### EXERCISE
Copy only the entries below from the line containing "Task: find each instance of the diver's leg" through the end of the entries, reproducing every line, task lines included. Shift each coordinate in the answer points by -20, leaving the sample coordinates under each task unchanged.

>> BEGIN

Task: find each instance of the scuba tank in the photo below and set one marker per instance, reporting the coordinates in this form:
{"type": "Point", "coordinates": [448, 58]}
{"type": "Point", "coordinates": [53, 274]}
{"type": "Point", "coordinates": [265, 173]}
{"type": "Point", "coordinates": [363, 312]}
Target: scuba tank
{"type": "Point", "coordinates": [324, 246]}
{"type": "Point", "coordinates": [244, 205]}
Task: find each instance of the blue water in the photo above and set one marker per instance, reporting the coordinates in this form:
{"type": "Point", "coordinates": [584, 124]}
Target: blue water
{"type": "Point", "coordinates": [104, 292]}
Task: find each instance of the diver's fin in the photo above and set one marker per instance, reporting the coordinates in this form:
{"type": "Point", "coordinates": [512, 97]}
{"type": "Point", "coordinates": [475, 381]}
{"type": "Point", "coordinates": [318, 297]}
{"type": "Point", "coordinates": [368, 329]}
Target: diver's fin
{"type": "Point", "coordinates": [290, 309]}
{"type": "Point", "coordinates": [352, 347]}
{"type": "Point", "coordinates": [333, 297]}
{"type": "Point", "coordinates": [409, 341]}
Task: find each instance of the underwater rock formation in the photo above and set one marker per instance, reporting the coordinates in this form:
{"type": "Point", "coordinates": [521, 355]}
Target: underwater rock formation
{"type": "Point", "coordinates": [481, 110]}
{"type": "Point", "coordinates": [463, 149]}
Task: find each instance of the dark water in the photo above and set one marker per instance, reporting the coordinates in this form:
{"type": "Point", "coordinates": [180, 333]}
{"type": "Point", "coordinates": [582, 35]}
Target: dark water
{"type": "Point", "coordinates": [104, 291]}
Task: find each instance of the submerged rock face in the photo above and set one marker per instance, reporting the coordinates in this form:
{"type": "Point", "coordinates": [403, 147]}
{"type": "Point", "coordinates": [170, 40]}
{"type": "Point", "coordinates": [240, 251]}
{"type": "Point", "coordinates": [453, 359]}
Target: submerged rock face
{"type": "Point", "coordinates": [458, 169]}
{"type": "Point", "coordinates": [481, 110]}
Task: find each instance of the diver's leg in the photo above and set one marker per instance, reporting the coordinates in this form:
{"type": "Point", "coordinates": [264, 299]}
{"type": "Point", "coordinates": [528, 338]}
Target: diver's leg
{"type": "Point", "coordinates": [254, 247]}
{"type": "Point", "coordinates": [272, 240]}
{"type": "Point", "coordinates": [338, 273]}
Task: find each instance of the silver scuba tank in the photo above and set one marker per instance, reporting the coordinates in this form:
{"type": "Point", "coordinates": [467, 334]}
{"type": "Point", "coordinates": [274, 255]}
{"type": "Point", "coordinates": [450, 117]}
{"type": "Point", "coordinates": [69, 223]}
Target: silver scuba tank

>> END

### RESPONSE
Task: find each instance of the diver's leg in the photo above and set one marker per instance, reporting the coordinates in this form:
{"type": "Point", "coordinates": [264, 299]}
{"type": "Point", "coordinates": [528, 338]}
Target: diver's leg
{"type": "Point", "coordinates": [234, 227]}
{"type": "Point", "coordinates": [252, 220]}
{"type": "Point", "coordinates": [318, 253]}
Task: find each instance of the silver scuba tank in the photo above and set one marker per instance, reporting the coordinates in this form:
{"type": "Point", "coordinates": [467, 334]}
{"type": "Point", "coordinates": [274, 255]}
{"type": "Point", "coordinates": [450, 117]}
{"type": "Point", "coordinates": [69, 223]}
Target: silver scuba tank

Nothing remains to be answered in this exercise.